__Raw data__
* * *
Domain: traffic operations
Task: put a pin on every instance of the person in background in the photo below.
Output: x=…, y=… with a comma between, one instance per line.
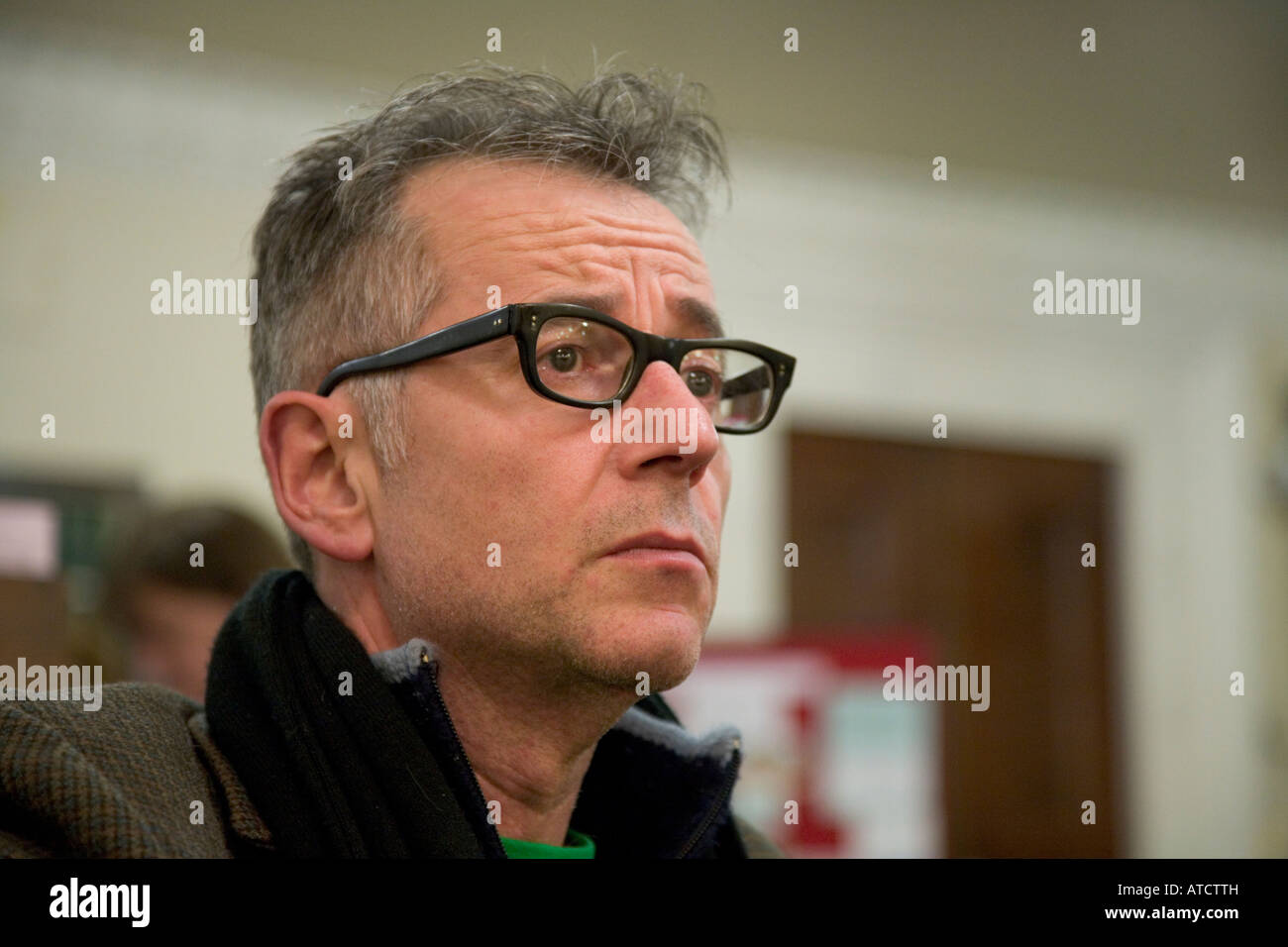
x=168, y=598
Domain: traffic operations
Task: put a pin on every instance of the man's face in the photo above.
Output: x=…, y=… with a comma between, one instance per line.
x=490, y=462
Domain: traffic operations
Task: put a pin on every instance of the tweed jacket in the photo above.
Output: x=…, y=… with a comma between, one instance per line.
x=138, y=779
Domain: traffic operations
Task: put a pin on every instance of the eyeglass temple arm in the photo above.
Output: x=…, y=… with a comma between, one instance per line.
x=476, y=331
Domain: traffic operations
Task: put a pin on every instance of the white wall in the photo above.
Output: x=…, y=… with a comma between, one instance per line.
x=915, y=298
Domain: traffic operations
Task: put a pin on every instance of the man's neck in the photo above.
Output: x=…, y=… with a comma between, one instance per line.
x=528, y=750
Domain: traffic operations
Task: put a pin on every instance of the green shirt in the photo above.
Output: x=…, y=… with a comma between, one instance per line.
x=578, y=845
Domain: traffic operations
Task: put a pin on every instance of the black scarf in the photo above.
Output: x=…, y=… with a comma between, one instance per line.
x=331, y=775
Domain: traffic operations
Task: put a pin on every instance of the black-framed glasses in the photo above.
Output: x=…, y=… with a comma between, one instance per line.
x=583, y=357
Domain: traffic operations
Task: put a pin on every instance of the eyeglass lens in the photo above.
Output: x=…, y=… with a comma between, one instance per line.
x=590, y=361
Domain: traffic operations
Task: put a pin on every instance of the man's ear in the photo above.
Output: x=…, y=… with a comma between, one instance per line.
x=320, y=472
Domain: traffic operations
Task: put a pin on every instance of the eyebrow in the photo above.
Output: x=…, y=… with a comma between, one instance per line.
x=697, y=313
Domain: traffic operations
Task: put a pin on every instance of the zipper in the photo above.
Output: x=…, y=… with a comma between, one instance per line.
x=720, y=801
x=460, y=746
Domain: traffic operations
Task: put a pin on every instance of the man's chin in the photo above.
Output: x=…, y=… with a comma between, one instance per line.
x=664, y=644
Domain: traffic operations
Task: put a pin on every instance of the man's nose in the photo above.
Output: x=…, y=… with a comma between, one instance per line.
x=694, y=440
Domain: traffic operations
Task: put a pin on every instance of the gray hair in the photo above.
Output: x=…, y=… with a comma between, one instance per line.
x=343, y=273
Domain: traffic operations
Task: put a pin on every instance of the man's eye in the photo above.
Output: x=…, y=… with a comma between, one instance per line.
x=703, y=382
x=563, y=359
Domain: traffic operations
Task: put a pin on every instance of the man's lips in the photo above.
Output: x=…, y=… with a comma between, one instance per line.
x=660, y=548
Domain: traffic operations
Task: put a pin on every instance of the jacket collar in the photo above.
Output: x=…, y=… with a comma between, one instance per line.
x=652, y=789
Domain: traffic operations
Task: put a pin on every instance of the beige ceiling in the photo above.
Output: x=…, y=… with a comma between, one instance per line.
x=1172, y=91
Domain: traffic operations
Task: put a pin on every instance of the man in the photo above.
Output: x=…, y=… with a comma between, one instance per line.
* * *
__Problem requirements__
Every line of the data should be copied as it stands, without the images.

__Answer to this task__
Domain: traffic operations
Task: put a pin on every instance of the person in background in the photo below.
Output: x=…, y=… with a comma between, one instance per line.
x=168, y=598
Domain: traffic operations
Task: put a pin on every instance of the man's face in the photo above.
Output: x=…, y=… with a comma between, one instance per line.
x=490, y=462
Domain: traffic operations
Task: put a pin on every instance of the tweed jacket in the photo above.
Output: x=…, y=… with a comma between, one instance per line.
x=138, y=779
Domain: traffic operations
Task: put a pin on every instance of the eyeglass temple arm in the photo above.
Output: x=…, y=… with a comma between, one instance per line.
x=476, y=331
Domain: traffic operations
Task: put a pin on every instance of the white wall in the photo above.
Output: x=…, y=… with a comma between, one instance per line.
x=915, y=298
Domain: traffic operations
Task: put a pin on every instance of the man's neck in the photo above.
Output: x=…, y=… with a comma between, one instance per line.
x=528, y=750
Domain: traffic operations
Task: put a pin on every instance of the green shirt in the photo above.
Output: x=…, y=… with a comma between, one instance per line.
x=578, y=845
Domain: traffic operations
Task: put a pin on every instance of the black scarf in the photo above.
Output: x=…, y=… with a comma between, one instance per line.
x=331, y=775
Domain: traffic operations
Task: put a pin on every instance of the black-framed glasses in the photo above.
Output: x=…, y=… with a comma between, one instance per line.
x=583, y=357
Domain: traffic operations
Task: put a pin on every instance of the eyeglass lens in the photo above.
Output: x=…, y=… with a comma between, one instance per line.
x=590, y=361
Domain: traffic operations
Task: put a pin on every instance of the man's ear in the photo above.
Output: x=…, y=… with a comma between, one instance per line.
x=320, y=472
Domain: traffic operations
Task: put a pin on every instance of the eyebrow in the photo above.
Output: x=…, y=… with a comma between, one instance per line.
x=697, y=313
Domain: traffic operations
Task: put a pin on every instance of the zipper in the photo above.
Output: x=…, y=… with a comma between, one instance per line.
x=720, y=801
x=460, y=746
Domain: traffic operations
Task: put a pin on every instance of the man's chin in the photo above.
Output: x=…, y=… with a comma between, one instance per line.
x=664, y=644
Domain: traffic operations
Task: put a pin on every instance of the man's nose in the photo above.
Output: x=…, y=… with a comma between, one instance per line.
x=694, y=440
Domain: traffic operations
Task: put a pin on every instance of the gray hair in the photo above.
Output: x=…, y=… with a comma between, one instance per line.
x=343, y=273
Domain: traffic operations
Task: put a pin on every instance of the man's eye in the photo above.
Output: x=…, y=… with a comma between, one instance per line.
x=703, y=382
x=563, y=359
Domain: traffic operations
Task: put a pin on every instance of the man's lips in the photo above.
Output: x=…, y=… with a comma between, one instance per line.
x=660, y=548
Domain: traffic operations
Task: put a pin on every instance of the jacket collar in the photo above.
Output: x=…, y=… with a comma between, one instance per line.
x=652, y=789
Domain: traffic operations
Task: put a pin on every instance of the beige ceiling in the photo above.
Output: x=…, y=… with a comma between, one instance per line.
x=1172, y=91
Domain: traffic operations
Task: put a pin on every instance of the man in the photo above.
Output: x=…, y=… with a comma between, one instance per line.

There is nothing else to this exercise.